Required action -
The line containing "The photo below holds the instances." marks the end: restate word for word every line from the first line of the entries below through that one.

Dataset content -
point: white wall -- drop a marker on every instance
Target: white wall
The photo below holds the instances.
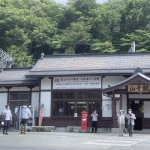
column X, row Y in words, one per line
column 3, row 101
column 35, row 88
column 35, row 99
column 3, row 89
column 112, row 80
column 124, row 103
column 46, row 84
column 46, row 100
column 105, row 111
column 146, row 109
column 139, row 96
column 19, row 89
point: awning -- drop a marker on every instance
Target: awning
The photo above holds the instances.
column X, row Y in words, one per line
column 137, row 78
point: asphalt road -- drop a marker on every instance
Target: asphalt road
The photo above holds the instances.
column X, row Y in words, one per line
column 73, row 141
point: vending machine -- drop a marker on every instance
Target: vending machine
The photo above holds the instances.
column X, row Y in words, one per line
column 32, row 120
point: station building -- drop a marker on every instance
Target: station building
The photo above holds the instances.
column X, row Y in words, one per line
column 69, row 84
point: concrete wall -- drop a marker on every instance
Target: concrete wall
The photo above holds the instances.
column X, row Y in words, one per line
column 3, row 101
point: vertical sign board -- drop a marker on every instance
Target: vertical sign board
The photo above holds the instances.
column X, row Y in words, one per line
column 41, row 109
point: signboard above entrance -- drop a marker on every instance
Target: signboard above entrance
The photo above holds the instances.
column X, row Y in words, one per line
column 139, row 88
column 90, row 82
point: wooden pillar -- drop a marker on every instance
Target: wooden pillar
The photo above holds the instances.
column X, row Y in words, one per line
column 120, row 101
column 114, row 110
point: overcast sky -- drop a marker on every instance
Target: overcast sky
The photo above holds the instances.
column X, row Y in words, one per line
column 64, row 1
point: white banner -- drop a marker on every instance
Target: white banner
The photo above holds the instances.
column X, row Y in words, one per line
column 90, row 82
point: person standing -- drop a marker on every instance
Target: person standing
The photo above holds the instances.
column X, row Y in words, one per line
column 25, row 115
column 94, row 116
column 131, row 117
column 121, row 122
column 8, row 119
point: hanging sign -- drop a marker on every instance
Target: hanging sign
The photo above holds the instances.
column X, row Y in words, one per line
column 77, row 82
column 139, row 88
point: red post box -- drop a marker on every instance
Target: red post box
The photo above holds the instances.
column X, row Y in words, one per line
column 83, row 120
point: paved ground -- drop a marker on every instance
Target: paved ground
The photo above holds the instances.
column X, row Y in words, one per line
column 73, row 141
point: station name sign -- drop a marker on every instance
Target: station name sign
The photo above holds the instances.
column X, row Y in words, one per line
column 139, row 88
column 77, row 82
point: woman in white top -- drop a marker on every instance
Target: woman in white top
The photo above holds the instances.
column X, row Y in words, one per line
column 121, row 122
column 8, row 118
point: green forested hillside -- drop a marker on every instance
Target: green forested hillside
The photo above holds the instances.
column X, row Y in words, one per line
column 29, row 27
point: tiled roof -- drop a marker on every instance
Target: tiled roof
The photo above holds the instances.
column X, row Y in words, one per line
column 91, row 63
column 11, row 76
column 137, row 76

Response to the task -
point: white wall -- drop a marker on every instance
Target: white wall
The photo below holds the instances.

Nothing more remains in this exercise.